**EXERCISE INSTRUCTIONS**
Write out the entire listing below word for word, leaving nothing out.

Object location annotation data
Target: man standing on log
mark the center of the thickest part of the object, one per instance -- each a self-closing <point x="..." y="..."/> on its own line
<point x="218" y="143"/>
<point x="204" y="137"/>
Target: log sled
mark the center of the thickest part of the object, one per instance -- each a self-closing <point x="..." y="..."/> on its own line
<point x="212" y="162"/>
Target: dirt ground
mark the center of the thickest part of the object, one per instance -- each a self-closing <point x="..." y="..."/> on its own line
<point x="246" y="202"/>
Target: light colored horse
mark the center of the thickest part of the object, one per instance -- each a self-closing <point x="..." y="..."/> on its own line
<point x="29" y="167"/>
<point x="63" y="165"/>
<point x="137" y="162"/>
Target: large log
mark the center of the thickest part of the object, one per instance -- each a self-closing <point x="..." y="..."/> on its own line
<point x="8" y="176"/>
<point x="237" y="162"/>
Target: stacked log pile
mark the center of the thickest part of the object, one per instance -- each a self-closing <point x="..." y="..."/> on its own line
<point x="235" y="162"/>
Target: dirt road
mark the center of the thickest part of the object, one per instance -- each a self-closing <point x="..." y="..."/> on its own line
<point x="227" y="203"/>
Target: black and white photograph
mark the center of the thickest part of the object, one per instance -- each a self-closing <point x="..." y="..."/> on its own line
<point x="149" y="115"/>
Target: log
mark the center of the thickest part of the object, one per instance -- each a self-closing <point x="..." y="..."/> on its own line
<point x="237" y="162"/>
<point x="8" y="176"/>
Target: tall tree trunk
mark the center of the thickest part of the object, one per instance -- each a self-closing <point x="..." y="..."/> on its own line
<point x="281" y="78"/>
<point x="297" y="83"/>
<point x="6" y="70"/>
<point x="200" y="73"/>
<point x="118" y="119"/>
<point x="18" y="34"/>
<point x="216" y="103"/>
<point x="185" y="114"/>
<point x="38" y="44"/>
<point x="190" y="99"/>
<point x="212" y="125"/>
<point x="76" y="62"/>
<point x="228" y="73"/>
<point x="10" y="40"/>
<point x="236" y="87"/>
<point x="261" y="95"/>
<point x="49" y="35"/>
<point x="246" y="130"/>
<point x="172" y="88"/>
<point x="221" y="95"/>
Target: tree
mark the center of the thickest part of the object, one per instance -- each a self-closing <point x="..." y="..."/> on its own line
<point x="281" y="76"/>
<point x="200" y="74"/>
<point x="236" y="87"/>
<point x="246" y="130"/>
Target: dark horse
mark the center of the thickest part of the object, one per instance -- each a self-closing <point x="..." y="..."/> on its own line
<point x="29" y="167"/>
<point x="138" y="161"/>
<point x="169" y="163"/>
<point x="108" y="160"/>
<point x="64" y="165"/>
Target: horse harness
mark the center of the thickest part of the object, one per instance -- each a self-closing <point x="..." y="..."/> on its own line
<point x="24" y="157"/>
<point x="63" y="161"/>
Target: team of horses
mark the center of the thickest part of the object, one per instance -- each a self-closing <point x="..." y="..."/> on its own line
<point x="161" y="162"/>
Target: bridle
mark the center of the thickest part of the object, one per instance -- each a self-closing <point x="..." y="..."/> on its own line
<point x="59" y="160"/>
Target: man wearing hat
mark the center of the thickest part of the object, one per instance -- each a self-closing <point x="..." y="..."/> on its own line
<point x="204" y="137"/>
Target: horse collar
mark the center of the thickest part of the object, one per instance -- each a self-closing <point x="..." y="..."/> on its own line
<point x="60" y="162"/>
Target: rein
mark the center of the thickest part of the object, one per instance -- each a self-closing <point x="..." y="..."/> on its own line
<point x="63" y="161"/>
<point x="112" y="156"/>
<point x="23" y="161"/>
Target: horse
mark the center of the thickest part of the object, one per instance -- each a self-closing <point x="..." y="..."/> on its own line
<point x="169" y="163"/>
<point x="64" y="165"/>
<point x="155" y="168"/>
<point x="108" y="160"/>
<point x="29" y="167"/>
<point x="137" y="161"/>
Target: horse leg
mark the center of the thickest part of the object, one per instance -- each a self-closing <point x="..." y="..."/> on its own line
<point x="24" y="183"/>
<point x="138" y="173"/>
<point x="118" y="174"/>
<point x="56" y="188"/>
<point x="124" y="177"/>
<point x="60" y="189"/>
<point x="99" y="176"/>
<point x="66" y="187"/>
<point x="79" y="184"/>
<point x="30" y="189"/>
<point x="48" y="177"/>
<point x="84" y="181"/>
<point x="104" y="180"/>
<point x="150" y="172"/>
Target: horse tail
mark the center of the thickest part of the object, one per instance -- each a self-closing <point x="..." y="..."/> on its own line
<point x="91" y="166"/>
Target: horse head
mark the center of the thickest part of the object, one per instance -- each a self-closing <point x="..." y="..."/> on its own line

**COMPLETE RESPONSE**
Target: man standing on log
mark the center of the thickest part of the object, one per instance -- each a self-closing <point x="..." y="..."/> on its own line
<point x="218" y="143"/>
<point x="204" y="137"/>
Target: log sled
mark the center of the thickest part of the object, one per instance -- each a self-closing <point x="..." y="..."/> on its own line
<point x="212" y="162"/>
Target: dirt ground
mark the center of the thickest part of the object, one per instance -- each a self-closing <point x="..." y="..."/> on its own line
<point x="246" y="202"/>
Target: light colored horse
mark the center of the thickest part of the object, one per instance -- each a self-closing <point x="..." y="..."/> on its own line
<point x="29" y="167"/>
<point x="63" y="165"/>
<point x="137" y="162"/>
Target: large log
mark the center of the thickest part of the object, one per instance -- each a self-closing <point x="..." y="..."/> on its own line
<point x="8" y="176"/>
<point x="237" y="162"/>
Target: stacked log pile
mark the center of the thickest part of the object, one per instance -- each a self-closing <point x="..." y="..."/> on its own line
<point x="235" y="162"/>
Target: dirt road
mark the center of the thickest part of the object, one per instance -- each a self-closing <point x="..." y="..."/> on its own line
<point x="227" y="203"/>
Target: black and white photograph
mark the center of the thickest part of the object, one per instance -- each a self-closing <point x="..." y="..."/> on its own line
<point x="149" y="115"/>
Target: log
mark the center of the thickest part of the object, one per instance -- each a self-closing <point x="..." y="..."/> on its own line
<point x="237" y="162"/>
<point x="8" y="176"/>
Target: tall tree trunk
mark the center of the thickest part of the object, one per instance -- each a self-closing <point x="..." y="..."/> on its own line
<point x="281" y="78"/>
<point x="297" y="83"/>
<point x="6" y="70"/>
<point x="200" y="73"/>
<point x="118" y="119"/>
<point x="18" y="34"/>
<point x="216" y="103"/>
<point x="185" y="114"/>
<point x="38" y="44"/>
<point x="190" y="99"/>
<point x="212" y="125"/>
<point x="76" y="62"/>
<point x="228" y="73"/>
<point x="10" y="40"/>
<point x="236" y="87"/>
<point x="261" y="95"/>
<point x="49" y="35"/>
<point x="246" y="130"/>
<point x="172" y="88"/>
<point x="221" y="95"/>
Target: tree
mark the center of the thickest part of the object, one per instance -- each a self-closing <point x="..." y="..."/> on its own line
<point x="281" y="76"/>
<point x="200" y="74"/>
<point x="236" y="87"/>
<point x="246" y="130"/>
Target: dark horse
mark the center of the thickest part of the object, one per instance -- each a self-closing <point x="..." y="..."/> on its own line
<point x="29" y="167"/>
<point x="138" y="161"/>
<point x="169" y="163"/>
<point x="108" y="160"/>
<point x="64" y="165"/>
Target: horse harness
mark the center of the thickest part of the object, one per instance -- each a self-closing <point x="..." y="..."/> on its own line
<point x="24" y="157"/>
<point x="63" y="161"/>
Target: team of horses
mark the center of the thickest part of the object, one per instance -- each a self-closing <point x="..." y="..."/> on its own line
<point x="161" y="162"/>
Target: bridle
mark the center of the thickest part of the object, one per instance -- each a self-closing <point x="..." y="..."/> on its own line
<point x="59" y="160"/>
Target: man wearing hat
mark the center of the thickest part of the object, one per instance -- each a self-closing <point x="..." y="..."/> on its own line
<point x="204" y="137"/>
Target: horse collar
mark the center of the thickest part of the object, one per instance -- each a self-closing <point x="..." y="..."/> on its own line
<point x="60" y="162"/>
Target: rein
mark the center of the thickest part of the object, one per instance -- each a self-closing <point x="..." y="..."/> on its own line
<point x="63" y="161"/>
<point x="112" y="156"/>
<point x="23" y="161"/>
Target: horse
mark the center of the thickest part of the object, one per instance -- each a self-closing <point x="..." y="..."/> on its own line
<point x="169" y="163"/>
<point x="64" y="165"/>
<point x="155" y="168"/>
<point x="108" y="160"/>
<point x="29" y="167"/>
<point x="137" y="161"/>
Target: horse leg
mark the center of the thickest part of the object, one per instance -- each a self-closing <point x="..." y="..."/> on its own line
<point x="24" y="183"/>
<point x="138" y="173"/>
<point x="118" y="174"/>
<point x="56" y="188"/>
<point x="124" y="177"/>
<point x="60" y="189"/>
<point x="99" y="176"/>
<point x="66" y="187"/>
<point x="79" y="184"/>
<point x="30" y="189"/>
<point x="48" y="177"/>
<point x="84" y="181"/>
<point x="104" y="180"/>
<point x="150" y="172"/>
Target: horse tail
mark the center of the thickest part of the object, one per instance -- each a self-closing <point x="..." y="..."/> on its own line
<point x="91" y="166"/>
Target: horse head
mark the center of the thickest part of the object, one per instance -- each a self-closing <point x="..." y="..."/> on its own line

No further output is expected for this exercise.